Exercise details —
Repeat the listing that follows exactly. Pictures are not part of the copy.

Records for the task —
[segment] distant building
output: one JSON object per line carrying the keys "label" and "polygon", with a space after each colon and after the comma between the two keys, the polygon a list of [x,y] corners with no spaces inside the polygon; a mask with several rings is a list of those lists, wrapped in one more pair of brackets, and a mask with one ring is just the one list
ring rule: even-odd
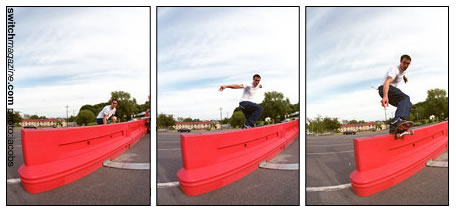
{"label": "distant building", "polygon": [[48,118],[48,119],[23,119],[21,126],[35,126],[35,127],[58,127],[59,121],[62,126],[66,127],[67,122],[64,119]]}
{"label": "distant building", "polygon": [[[381,122],[380,124],[380,130],[386,129],[385,123]],[[367,122],[367,123],[362,123],[362,124],[343,124],[340,128],[340,132],[346,132],[346,131],[355,131],[355,132],[360,132],[360,131],[373,131],[376,130],[377,128],[377,122]]]}
{"label": "distant building", "polygon": [[220,123],[212,122],[212,121],[198,121],[198,122],[191,122],[191,121],[184,121],[184,122],[176,122],[176,125],[173,126],[175,129],[214,129],[212,123],[215,123],[215,129],[220,129]]}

Answer space —
[segment] distant building
output: one JSON object per line carrying the keys "label" and "polygon", with a space after each colon and after the comma between the two keys, the polygon a list of [x,y] corners with no spaces inside the polygon; a mask with several rings is a list of those lists, wrapped in one more pair of brackets, and a mask with one ring is just the one list
ring rule: even-odd
{"label": "distant building", "polygon": [[48,118],[48,119],[23,119],[21,126],[35,126],[35,127],[58,127],[59,121],[62,126],[66,127],[67,122],[64,119]]}
{"label": "distant building", "polygon": [[[381,122],[380,124],[380,130],[386,129],[385,123]],[[367,122],[367,123],[362,123],[362,124],[343,124],[340,128],[340,132],[346,132],[346,131],[355,131],[355,132],[360,132],[360,131],[373,131],[376,130],[377,128],[377,122]]]}
{"label": "distant building", "polygon": [[220,123],[212,122],[212,121],[198,121],[198,122],[191,122],[191,121],[184,121],[184,122],[176,122],[176,125],[173,126],[175,129],[214,129],[212,123],[215,123],[215,129],[220,129]]}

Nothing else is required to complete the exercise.